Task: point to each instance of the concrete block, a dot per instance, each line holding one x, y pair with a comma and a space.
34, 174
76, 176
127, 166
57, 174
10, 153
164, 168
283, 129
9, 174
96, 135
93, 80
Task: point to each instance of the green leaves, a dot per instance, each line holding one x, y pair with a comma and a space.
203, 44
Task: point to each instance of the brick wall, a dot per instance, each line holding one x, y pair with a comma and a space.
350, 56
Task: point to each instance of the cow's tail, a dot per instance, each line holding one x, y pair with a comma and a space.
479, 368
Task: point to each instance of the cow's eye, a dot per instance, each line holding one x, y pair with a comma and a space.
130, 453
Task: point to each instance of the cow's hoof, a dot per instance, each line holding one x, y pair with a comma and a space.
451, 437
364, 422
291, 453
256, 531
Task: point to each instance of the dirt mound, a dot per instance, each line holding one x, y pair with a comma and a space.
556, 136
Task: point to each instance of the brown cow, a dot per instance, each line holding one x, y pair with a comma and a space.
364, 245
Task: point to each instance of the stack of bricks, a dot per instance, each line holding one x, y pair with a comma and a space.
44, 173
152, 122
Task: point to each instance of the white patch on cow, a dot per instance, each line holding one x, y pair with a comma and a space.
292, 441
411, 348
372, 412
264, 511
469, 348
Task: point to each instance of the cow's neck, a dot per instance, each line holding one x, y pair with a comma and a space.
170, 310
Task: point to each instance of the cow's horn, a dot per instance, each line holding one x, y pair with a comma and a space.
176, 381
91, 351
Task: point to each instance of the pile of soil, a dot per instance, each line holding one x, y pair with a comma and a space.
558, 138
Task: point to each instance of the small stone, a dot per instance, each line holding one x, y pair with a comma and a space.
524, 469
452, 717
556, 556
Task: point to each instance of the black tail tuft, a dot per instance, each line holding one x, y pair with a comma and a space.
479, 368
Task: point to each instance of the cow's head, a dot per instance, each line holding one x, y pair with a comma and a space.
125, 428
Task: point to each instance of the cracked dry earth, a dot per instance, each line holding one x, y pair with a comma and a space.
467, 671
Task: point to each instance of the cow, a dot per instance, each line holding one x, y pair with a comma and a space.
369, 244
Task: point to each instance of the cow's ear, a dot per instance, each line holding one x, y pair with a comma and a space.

:::

● **Your objective**
Output the full listing exactly as it stands.

● **Exercise response**
Task: point to each instance of the concrete block, a dot per instance, each line holding one x, y pair with a comma and a space.
34, 174
76, 176
127, 166
57, 174
10, 153
164, 168
283, 129
9, 174
96, 135
93, 80
Task: point to each instance of the green leaves, a dot per instance, each line holding one x, y pair with a comma and a space.
203, 44
Task: point to each instance of the brick wall, a dot per instance, each line holding one x, y pair with a comma and a space.
350, 56
Task: point to each instance of the cow's tail, a dot per instance, each line holding one x, y pair with a comma and a space.
479, 368
Task: point to each instance of the cow's eye, a dot per instance, each line holding one x, y pair with a comma and a space.
130, 453
Task: point to each instance of the cow's hoof, a dot per instance, each line holding one x, y pair with a comma and a space.
451, 437
364, 422
291, 453
256, 531
Task: point to each instance of the dirt mound, a dot per instance, each line holding one x, y pair with a comma and a space.
556, 136
Task: point to each instance of the brown cow, a dot per instance, each line holding one x, y pair with a comma and a space.
364, 245
Task: point to each instance of the stack of bricks, a dot per instance, each line holding one x, y pair with a comma and a space.
44, 173
152, 122
Task: point to each instance of the white patch on cow, a dot per instance, each line holding one x, y pair with a comma and a space.
292, 441
411, 348
372, 412
264, 511
469, 348
Task: point to each instance of the cow's neck, a dot per instance, each line holding one x, y pair with a comma and a space.
170, 310
Task: point to each instance of the cow's horn, a dot per instance, each line holding one x, y pair with a comma and a space.
176, 381
91, 351
Task: point to each instance of the pile of soil, a dot per instance, each line holding one x, y pair with a comma and a space.
558, 138
Task: point to each instance of the small stone, a dot per instance, each line holding one x, y pair with a comma and a space.
524, 469
452, 717
556, 556
Task: point to each instance of the black tail tuft, a dot per instance, each line holding one x, y pair with a comma and a space.
479, 368
Task: point to each instance of the cow's head, a dot per instance, each line holding one x, y pair with a comma and a space.
125, 428
Task: point to each instance of the cracked dry earth, a dot per instance, each line holding one x, y pair with a comma and a space.
467, 671
Task: point to each instance of the cow, a dot per instance, each line holding one x, y pair with a comma and a space.
369, 244
Task: point to each instance of the cow's ear, a dot per instance, each line holding one x, y pair with a comma and a space.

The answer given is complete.